Las historias
que se pueden contar, que se pueden escribir, son infinitas. Hay más que granos
de arena en el desierto, o gotas de agua en un océano. Pero aunque sean
infinitas, cuando un escritor se sienta a escribir, se centra en una sola, en
una única historia que, tal vez, represente a muchas otras, y al escritor
mismo, y a muchos de sus lectores. Pero la pregunta que se le hace una y otra
vez a distintos autores es: ¿Cómo hace para, de ese posible infinito de
historias, escoger una sola? ¿Y por qué ésa precisamente, y no otra? ¿Qué sistema
utiliza para saber que la historia concreta que se dispone a escribir es la más
adecuada?
Son muchos los
escritores que ante estas preguntas contestan de una forma que parece un poco
misteriosa, y que a algunos les parece que en realidad encierra una clave que
no quieren desvelar. Algo así como un truco del oficio que no quieren compartir
con los demás. García Márquez, Cortázar, Sampedro y un largo etcétera terminan
diciendo que ellos no escogen las historias que se disponen a escribir, sino
que son las propias historias las que los escogen a ellos. Y esto, dicho así,
parece casi como de magia. ¿Tienen acaso esos escritores una facultad
extrasensorial para descubrir la bondad de un argumento de la que carecen el
resto de los mortales? Yo creo que no. Sí creo que tienen esa facultad, un poco
intuitiva, para detectar qué historia es la buena (o, al menos, suficientemente
buena), pero también creo que esa habilidad la tienen todos, o casi todos los
humanos. Otra cosa distinta es que esté más o menos desarrollada. Y los buenos
escritores la tienen muy desarrollada. Es una de sus características.
Las historias
que merecen ser escritas no son las mismas para todos, y ahí radica una de las
claves de todo ello. Una buena historia para un escritor no necesariamente es
buena para otro. Cada uno debe encontrar las que mejor le vengan, que más se
acerquen a su modo de interpretar el mundo, y que resuenen en su interior con
una fuerza desconocida. A eso se refieren con que "son escogidos por la historia".

• Datos de la tarea
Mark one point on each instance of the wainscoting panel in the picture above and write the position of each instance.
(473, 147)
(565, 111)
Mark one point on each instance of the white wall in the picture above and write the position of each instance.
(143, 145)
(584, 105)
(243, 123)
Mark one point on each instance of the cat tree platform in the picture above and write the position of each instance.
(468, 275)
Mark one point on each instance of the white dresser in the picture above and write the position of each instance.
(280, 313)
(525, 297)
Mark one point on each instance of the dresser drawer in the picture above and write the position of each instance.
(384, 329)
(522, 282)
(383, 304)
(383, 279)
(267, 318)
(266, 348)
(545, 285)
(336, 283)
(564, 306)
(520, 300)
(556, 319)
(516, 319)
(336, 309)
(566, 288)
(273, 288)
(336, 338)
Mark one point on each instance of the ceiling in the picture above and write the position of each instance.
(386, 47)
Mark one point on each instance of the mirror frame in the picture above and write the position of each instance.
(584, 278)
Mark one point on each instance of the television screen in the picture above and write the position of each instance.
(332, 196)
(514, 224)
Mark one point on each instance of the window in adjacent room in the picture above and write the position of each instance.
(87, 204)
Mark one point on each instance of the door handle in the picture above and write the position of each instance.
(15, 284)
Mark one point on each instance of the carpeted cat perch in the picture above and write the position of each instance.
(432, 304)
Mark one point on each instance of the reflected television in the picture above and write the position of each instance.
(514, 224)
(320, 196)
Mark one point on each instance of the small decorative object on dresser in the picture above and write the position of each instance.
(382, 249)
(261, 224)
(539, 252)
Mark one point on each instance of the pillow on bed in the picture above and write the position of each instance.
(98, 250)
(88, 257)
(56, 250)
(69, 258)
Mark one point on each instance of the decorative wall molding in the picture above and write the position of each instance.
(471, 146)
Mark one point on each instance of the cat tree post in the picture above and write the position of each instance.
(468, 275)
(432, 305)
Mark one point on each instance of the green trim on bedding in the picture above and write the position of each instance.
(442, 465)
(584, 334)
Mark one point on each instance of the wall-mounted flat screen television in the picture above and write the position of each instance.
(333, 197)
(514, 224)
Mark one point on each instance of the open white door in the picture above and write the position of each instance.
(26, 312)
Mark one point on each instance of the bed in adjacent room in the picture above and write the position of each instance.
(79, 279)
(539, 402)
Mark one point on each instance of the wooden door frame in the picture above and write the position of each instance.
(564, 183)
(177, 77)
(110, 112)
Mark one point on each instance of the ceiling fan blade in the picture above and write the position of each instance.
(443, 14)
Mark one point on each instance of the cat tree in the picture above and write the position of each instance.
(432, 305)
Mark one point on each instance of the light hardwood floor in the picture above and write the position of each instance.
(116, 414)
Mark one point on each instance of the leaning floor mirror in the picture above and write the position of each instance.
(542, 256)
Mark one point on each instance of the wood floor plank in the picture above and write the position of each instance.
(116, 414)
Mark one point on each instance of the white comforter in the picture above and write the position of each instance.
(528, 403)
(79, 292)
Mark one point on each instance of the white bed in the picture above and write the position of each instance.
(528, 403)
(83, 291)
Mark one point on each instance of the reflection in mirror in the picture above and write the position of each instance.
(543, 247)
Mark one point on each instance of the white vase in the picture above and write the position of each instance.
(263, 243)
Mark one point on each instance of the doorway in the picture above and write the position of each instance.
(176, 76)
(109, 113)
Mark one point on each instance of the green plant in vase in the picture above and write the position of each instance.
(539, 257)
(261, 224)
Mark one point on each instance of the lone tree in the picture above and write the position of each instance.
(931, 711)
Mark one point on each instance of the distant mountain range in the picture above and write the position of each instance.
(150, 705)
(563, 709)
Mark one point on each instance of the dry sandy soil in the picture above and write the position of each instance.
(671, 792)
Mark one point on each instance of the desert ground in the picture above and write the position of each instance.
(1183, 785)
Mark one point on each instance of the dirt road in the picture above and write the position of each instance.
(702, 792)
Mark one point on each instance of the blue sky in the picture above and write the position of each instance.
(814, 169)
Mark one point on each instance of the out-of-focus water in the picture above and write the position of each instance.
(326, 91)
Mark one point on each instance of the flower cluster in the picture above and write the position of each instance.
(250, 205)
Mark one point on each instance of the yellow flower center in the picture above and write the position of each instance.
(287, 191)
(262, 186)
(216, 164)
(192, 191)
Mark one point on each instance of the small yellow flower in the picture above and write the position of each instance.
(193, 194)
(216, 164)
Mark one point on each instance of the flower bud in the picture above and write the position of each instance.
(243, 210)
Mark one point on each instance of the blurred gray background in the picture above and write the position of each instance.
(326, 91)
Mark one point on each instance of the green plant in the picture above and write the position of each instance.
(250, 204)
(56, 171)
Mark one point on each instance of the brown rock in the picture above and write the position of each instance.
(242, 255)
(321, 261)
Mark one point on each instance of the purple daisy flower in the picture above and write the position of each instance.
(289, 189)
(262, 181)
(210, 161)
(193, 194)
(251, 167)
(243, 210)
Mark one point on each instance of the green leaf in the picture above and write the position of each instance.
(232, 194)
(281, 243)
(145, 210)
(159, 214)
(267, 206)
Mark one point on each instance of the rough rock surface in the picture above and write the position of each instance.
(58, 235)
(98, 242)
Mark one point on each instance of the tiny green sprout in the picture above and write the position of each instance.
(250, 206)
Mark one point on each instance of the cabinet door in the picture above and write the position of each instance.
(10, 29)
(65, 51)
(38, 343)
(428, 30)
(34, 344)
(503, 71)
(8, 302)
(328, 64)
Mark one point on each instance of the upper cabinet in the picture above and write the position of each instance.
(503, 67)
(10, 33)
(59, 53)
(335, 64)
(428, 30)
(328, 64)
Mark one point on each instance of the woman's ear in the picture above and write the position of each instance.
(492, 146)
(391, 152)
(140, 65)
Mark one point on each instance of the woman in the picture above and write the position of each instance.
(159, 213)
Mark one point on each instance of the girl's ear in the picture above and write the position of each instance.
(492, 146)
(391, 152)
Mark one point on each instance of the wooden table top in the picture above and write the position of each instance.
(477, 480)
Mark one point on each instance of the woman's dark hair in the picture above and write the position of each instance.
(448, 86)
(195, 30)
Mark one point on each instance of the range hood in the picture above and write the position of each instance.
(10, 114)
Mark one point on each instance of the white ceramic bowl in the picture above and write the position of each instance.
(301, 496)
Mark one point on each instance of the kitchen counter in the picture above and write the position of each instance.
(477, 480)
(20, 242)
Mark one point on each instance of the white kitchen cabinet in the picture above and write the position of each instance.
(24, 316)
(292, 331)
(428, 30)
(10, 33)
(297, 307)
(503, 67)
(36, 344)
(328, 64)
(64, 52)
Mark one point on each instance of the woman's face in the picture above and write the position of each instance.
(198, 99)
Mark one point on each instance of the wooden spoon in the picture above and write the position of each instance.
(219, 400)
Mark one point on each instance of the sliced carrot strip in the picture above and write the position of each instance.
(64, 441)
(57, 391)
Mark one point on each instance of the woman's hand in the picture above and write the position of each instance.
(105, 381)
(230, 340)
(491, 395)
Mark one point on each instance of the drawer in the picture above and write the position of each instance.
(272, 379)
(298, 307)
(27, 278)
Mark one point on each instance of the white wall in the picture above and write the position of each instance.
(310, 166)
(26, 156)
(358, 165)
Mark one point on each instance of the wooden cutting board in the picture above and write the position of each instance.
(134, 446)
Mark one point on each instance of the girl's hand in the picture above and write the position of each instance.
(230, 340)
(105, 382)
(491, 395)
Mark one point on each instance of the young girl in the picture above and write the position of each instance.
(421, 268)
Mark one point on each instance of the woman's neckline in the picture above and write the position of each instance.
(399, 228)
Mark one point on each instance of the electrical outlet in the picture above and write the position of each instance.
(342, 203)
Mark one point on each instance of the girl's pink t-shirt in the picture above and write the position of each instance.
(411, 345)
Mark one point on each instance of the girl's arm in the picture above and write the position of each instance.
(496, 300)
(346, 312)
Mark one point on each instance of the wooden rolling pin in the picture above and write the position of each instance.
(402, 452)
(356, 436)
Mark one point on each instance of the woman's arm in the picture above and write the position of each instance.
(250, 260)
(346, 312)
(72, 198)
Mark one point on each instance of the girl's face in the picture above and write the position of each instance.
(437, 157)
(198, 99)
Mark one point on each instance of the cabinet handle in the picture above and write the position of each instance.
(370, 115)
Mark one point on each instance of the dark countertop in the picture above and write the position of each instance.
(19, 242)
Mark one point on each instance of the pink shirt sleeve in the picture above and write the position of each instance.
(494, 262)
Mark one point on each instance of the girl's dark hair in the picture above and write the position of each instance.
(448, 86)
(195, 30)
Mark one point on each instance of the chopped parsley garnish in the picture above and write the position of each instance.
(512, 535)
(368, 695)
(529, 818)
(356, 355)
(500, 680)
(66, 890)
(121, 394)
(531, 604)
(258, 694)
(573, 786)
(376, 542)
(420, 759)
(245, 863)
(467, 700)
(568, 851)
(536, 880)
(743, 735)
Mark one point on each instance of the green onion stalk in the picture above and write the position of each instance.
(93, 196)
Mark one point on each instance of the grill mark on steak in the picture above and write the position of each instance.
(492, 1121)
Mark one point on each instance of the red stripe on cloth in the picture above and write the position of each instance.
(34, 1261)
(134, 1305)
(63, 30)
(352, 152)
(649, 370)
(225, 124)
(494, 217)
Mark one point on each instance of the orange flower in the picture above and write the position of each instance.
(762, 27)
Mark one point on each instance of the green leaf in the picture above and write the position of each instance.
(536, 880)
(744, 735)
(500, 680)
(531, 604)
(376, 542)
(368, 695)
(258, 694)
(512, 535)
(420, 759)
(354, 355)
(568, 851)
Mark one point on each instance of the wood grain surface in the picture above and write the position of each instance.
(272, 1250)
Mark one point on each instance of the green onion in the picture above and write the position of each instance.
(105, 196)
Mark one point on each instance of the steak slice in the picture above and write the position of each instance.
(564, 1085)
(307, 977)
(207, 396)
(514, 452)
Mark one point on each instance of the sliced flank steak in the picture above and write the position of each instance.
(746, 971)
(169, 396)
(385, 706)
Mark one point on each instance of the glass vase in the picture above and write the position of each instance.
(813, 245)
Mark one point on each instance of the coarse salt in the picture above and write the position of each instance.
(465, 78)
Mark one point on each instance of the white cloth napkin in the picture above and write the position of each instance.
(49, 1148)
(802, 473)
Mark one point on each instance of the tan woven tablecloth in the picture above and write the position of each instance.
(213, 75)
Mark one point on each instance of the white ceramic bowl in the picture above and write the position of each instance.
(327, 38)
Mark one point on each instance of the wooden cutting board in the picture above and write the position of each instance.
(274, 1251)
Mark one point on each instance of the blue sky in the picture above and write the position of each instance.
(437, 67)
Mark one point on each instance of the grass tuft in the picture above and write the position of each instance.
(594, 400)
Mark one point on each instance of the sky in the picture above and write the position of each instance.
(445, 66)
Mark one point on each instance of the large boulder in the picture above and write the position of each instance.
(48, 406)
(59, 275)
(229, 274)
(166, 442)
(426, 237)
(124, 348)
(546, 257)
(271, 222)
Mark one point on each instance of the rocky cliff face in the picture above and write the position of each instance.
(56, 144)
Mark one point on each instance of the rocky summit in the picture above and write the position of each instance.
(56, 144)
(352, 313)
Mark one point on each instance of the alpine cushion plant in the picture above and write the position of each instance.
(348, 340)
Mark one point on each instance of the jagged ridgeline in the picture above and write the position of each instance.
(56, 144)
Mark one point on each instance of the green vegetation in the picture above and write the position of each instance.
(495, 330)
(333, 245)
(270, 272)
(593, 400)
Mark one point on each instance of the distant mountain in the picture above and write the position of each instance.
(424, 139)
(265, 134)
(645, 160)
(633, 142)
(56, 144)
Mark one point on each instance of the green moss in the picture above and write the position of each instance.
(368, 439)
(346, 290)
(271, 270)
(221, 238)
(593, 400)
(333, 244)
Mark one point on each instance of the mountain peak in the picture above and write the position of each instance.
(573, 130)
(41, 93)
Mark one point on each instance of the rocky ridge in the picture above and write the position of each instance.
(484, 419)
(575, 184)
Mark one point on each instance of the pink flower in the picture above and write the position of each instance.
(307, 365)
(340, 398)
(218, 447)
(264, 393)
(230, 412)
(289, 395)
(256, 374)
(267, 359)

• Problema breve 1
Duplica sin ninguna modificación el tramo de las filas que va desde la fila que contiene "Mark one point on each instance of the rocky ridge" hasta el final de las filas, ambos extremos incluidos.
• Problema breve 2
Retoma el texto sobre cómo los escritores eligen las historias que escriben y prosíguelo a partir de su última frase.

• Respuesta 1
Mark one point on each instance of the rocky ridge in the picture above and write the position of each instance.
(484, 419)
(575, 184)
Mark one point on each instance of the pink flower in the picture above and write the position of each instance.
(307, 365)
(340, 398)
(218, 447)
(264, 393)
(230, 412)
(289, 395)
(256, 374)
(267, 359)

• Respuesta 2
De algún modo que ni ellos mismos saben expresar, la historia aparece ante el
escritor como un moscardón que no desaparece, que insiste en estar ahí, dando
vueltas dentro de su cabeza, hasta que el escritor se decide a darle forma a
través de las palabras. Neruda decía: "Mis criaturas nacen de un largo
rechazo", porque finalmente hay que sacárselas de encima a través de un
minucioso conjuro que tiene forma de escritura. Los personajes llaman a la
puerta, marean, van tomando forma y terminan exigiendo del autor que se les dé
vida. Piden nacer, y el escritor no tiene más remedio que ceder a sus demandas.
Visto así, el escritor es en realidad una especie de intermediario, de
catalizador, para unos seres fantasmales que habitan en su cerebro y exigen su
carta de ciudadanía. "Escribo porque no me queda más remedio", vienen
a decir algunos, y son los que reconocen que, de algún modo, la historia se
cuenta desde dentro, se la cuentan los propios personajes, se escribe sola.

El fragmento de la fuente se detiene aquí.